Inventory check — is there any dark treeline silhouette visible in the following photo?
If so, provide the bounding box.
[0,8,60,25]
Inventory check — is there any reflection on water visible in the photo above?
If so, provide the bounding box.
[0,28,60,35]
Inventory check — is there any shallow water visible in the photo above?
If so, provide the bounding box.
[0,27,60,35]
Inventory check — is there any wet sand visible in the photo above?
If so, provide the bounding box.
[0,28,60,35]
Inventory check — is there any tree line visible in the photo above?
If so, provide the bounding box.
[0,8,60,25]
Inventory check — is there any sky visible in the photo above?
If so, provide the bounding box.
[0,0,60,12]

■ ■ ■ ■ ■ ■ ■

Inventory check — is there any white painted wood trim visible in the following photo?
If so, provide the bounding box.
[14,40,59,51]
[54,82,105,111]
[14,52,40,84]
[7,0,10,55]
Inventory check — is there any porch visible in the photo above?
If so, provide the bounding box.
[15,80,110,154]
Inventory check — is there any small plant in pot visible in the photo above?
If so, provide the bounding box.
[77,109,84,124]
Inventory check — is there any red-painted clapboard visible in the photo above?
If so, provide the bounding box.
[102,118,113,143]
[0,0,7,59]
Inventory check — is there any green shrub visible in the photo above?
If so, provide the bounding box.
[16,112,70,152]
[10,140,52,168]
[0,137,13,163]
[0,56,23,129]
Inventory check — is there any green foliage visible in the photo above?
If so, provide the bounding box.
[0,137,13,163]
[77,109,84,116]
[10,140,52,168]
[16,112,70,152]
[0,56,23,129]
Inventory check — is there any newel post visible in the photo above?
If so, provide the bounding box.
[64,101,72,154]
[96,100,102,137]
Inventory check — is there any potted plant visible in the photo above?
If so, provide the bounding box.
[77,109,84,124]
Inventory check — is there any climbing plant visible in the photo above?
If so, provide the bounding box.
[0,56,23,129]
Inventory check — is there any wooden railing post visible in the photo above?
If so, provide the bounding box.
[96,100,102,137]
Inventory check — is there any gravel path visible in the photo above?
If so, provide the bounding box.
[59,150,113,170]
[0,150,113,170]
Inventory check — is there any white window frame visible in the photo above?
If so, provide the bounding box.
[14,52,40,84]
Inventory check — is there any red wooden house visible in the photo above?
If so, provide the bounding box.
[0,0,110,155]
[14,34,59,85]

■ ■ ■ ■ ■ ■ ■

Output the lines of the records as a Markdown table with the columns Row and Line, starting at the line that contains "Inventory check — is there any wooden" and stopping after the line that contains "[14,34,59,85]". Number each row and leave out blank lines.

| Row | Line |
|---|---|
| 1 | Inventory check — is there any wooden railing post visible in the photo above? |
| 2 | If so, provide the bounding box. |
| 3 | [96,100,102,137] |
| 4 | Inventory check — is there any gravel path visible in the photo above? |
| 5 | If so, provide the bounding box. |
| 6 | [59,150,113,170] |
| 7 | [0,150,113,170] |
| 8 | Inventory check — is there any white window frame visible in the photo above? |
| 9 | If so, provide the bounding box. |
| 10 | [14,52,40,84] |
| 11 | Inventory check — is there any red wooden house visible in the photo above? |
| 12 | If so, provide the bounding box. |
| 13 | [0,0,110,155] |
| 14 | [14,34,59,85] |